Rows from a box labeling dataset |
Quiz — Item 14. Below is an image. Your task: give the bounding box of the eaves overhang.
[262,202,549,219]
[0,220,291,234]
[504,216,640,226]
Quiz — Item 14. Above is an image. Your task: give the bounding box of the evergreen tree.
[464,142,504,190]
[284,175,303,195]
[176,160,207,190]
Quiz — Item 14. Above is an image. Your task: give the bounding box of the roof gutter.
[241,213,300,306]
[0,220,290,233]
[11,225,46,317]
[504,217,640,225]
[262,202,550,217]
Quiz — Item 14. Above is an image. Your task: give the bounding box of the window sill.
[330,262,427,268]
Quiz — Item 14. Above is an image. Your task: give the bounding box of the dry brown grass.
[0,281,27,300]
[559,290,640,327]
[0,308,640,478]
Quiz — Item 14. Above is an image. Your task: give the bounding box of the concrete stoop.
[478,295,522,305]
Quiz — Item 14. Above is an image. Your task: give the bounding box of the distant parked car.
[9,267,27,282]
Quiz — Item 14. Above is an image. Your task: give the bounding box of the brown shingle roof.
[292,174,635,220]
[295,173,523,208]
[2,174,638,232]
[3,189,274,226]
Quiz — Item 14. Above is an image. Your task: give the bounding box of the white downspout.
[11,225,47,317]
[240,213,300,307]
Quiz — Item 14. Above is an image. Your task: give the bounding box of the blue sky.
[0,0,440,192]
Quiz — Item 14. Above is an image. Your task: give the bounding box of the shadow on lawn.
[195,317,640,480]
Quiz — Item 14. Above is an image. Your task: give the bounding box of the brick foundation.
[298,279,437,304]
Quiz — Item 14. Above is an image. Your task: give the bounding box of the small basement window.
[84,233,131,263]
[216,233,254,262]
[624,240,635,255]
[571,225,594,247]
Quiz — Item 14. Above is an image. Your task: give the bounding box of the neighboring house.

Aim | Put all of the data above into a numbered list, leaving out any blank lines.

Written solution |
1. Quiz — Item 14. Below is an image. Your task: give the bounding box of the eaves overhang.
2. [262,202,549,219]
3. [0,220,291,234]
4. [504,216,640,226]
5. Quiz — Item 14. Above is an image. Your task: give the bounding box of the evergreen tree.
6. [464,142,504,190]
7. [284,175,303,195]
8. [176,160,207,190]
9. Quiz — Item 14. Above is an image. Your task: give the bounding box of the roof gutter.
10. [241,213,300,306]
11. [0,220,290,233]
12. [11,225,46,317]
13. [504,217,640,225]
14. [262,202,550,217]
15. Quiz — Item 14. Above is an image. Your task: give the bounding box of the window sill.
16. [330,262,427,268]
17. Quiz — Item 14. Above is an image. Your task: give the bounding box of the dry brown grass.
18. [0,281,27,300]
19. [559,290,640,327]
20. [0,308,640,478]
21. Quiz — Item 14. Above is an image. Your task: give the bounding box of the concrete stoop.
22. [478,295,522,305]
23. Quiz — Item 14. Above is an image. Your task: give the bounding box of the distant parked car.
24. [9,267,27,282]
25. Quiz — Item 14. Above is an image. Your task: give the bounding box of the brown shingle roof.
26. [292,174,635,220]
27. [295,173,523,208]
28. [2,174,638,232]
29. [3,189,274,226]
30. Quiz — Item 14. Above is an image. Your task: give the bounding box of the white downspout.
31. [11,225,47,317]
32. [240,213,300,307]
33. Quiz — Item 14. Above is an image. Your task: give the bounding box of the blue sky.
34. [0,0,440,192]
35. Quiz — Item 14. Above is an image. Your task: give the bounding box of the shadow on lawn.
36. [195,317,640,480]
37. Quiz — Item 14. Above is an image. Your task: give the bounding box of the brick foundation.
38. [298,279,437,304]
39. Quiz — Item 14. Above is an image. Your task: give the bounding box of the small basement window.
40. [84,233,131,263]
41. [216,233,254,262]
42. [624,240,635,255]
43. [571,225,594,247]
44. Quiz — Item 14. Above is an image. Your task: give the bounding box of the neighboring house.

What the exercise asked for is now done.